### Objective
Give the entries again exactly, every one of them.

(Part of a data file)
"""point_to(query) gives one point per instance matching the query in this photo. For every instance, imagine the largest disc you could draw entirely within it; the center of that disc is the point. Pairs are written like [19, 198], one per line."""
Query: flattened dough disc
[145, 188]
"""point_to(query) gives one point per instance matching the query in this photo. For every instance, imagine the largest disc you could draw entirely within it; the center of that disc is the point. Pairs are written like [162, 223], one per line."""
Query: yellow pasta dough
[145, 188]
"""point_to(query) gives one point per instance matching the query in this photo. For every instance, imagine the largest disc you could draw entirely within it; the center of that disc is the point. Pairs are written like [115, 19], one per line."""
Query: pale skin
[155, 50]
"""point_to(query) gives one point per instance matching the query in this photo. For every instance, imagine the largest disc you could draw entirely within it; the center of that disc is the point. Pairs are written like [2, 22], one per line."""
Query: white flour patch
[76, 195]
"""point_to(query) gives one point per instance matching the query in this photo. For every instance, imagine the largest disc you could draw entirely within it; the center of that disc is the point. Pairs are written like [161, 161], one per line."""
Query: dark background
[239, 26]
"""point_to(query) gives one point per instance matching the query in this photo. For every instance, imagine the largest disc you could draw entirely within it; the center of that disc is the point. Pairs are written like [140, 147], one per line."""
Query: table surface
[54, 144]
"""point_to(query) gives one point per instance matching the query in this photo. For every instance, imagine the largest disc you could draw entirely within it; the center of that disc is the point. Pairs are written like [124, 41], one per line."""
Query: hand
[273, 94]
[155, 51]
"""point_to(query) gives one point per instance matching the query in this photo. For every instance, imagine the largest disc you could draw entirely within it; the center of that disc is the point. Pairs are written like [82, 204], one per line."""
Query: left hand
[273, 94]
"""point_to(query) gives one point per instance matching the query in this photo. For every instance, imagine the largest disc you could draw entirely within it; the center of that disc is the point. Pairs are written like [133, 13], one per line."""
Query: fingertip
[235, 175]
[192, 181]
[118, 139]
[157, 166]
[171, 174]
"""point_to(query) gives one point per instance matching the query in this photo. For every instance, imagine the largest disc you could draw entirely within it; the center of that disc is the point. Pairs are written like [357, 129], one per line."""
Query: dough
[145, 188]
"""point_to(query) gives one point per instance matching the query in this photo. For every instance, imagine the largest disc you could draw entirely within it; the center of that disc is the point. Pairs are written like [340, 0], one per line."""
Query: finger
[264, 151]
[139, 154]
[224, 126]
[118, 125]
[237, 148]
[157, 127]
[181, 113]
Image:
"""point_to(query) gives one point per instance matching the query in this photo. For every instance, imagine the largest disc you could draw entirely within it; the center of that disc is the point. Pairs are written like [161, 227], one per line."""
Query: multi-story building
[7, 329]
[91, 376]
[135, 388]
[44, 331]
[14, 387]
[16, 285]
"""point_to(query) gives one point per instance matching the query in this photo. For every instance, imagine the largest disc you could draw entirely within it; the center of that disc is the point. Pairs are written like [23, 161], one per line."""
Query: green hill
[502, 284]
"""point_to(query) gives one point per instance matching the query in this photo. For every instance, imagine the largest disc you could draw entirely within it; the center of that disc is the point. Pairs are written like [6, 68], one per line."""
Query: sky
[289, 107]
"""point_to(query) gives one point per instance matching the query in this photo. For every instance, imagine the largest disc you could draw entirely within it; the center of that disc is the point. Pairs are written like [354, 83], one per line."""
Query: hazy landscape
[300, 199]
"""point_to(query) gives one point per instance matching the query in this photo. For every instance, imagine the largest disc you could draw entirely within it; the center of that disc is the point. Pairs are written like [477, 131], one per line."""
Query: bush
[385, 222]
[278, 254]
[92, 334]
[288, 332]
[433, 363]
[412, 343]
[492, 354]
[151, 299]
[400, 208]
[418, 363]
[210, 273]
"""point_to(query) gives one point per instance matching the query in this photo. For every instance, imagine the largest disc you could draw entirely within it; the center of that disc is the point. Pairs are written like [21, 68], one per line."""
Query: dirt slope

### Task response
"""point_to(query) gives one point per instance matching the query in this photo. For every instance, imagine the largest disc you could draw entirely within it; the center of that disc is the point. Pairs are written like [19, 198], one per line."""
Query: flattened dough disc
[145, 188]
"""point_to(query) gives one point per instance matching the query in this photo. For every instance, imagine the largest disc you could draw entirely within it; the center of that disc is the point. Pairs are written like [162, 223], one per line."""
Query: yellow pasta dough
[145, 188]
"""point_to(query) gives one point per instance matching the query in this photo. For every instance, imagine the largest disc you could draw entirely within it; the center of that disc is the point. Pairs are written like [115, 19], one per line."""
Query: pale skin
[155, 50]
"""point_to(query) gives one point per instance matching the query in this photo. For every instance, imagine the largest disc you could draw entirely within it; the center of that disc is the point. Pairs are written like [2, 22], one per line."""
Query: white flour patch
[76, 195]
"""point_to(query) gives one point per instance matching the query in this photo. For every instance, imagine the largest disc you could draw entirely within it; the center of that disc is the point. Pairs are written like [161, 161], one per line."""
Query: dark background
[239, 26]
"""point_to(query) gives one point per instance matching the query in this photo. For every instance, imagine the largest disc you could draw entirely within it; the center of that disc is the point. Pairs are written like [140, 147], one per line."""
Query: table surface
[54, 144]
"""point_to(query) gives one point per instance matching the query in this photo. For every instance, imagine the largest disc you could draw entirely within it; the center of that disc is the point. Pairs are written like [124, 41], one per line."""
Query: hand
[273, 94]
[155, 51]
"""point_to(query) gives one point per instance matching the query in this photo. For every instance, imagine the largest disc you could draw entirely within it; the center of that disc is the point. Pairs are written like [82, 204], one per line."""
Query: left hand
[273, 94]
"""point_to(query) gives one point per instance matching the query in this photo. For every instance, imagine the largest disc you could draw entirely within it; the center of that disc is the point. Pairs are written like [133, 13], one per line."""
Query: fingertip
[235, 175]
[192, 181]
[118, 139]
[157, 166]
[171, 174]
"""point_to(query) gives one point per instance matching the query in this photo. For every instance, imagine the largest disc you could draw entirely within it; the center of that disc is the point. Pairs are written like [357, 129], one per line."""
Query: dough
[145, 188]
"""point_to(query) gives one point per instance matching the query in this photo. For every instance, imagine the largest disc you could draw entirely within it; the center of that disc is the point. Pairs are written like [340, 0], one per line."""
Query: finger
[264, 151]
[139, 154]
[224, 126]
[118, 125]
[237, 148]
[157, 127]
[181, 113]
Image:
"""point_to(query) gives one point per instance matching the query in this photo. For every instance, imagine the largest disc you could draw entirely within it; the center of that disc is the point. Pairs are written like [161, 227], one per line."""
Query: multi-story building
[7, 329]
[91, 376]
[135, 388]
[44, 331]
[14, 387]
[16, 285]
"""point_to(query) gives one point per instance matching the query in this photo. For every instance, imagine the largest disc you could draw entirely within it; the center of that disc is the point. Pairs are written like [23, 161], one per line."""
Query: green hill
[502, 284]
"""point_to(query) gives one point per instance matching the query in this photo. For every instance, imagine the largest disc you could draw entirely within it; the center of that disc is the point. Pairs are written like [6, 68], one per line."""
Query: sky
[289, 107]
"""point_to(query) gives one point per instance matching the query in this photo. For every instance, imagine the largest disc you could draw entirely within it; the center of that disc is the point. Pairs are written like [354, 83], one per line."""
Query: hazy landscape
[300, 199]
"""point_to(query) gives one point per instance matching the query in this photo. For every instance, imagine the largest disc you could draw entirely within it; the center of that disc is the point. Pairs are written like [477, 131], one per line."""
Query: bush
[385, 222]
[278, 254]
[92, 334]
[288, 332]
[433, 363]
[412, 343]
[492, 354]
[151, 299]
[400, 208]
[418, 363]
[210, 273]
"""point_to(query) gives one point per instance matching the query in this photo. For every instance, imagine the largest disc you could draw entirely within it; the center of that disc is the point. Pairs are written like [21, 68], one per line."""
Query: dirt slope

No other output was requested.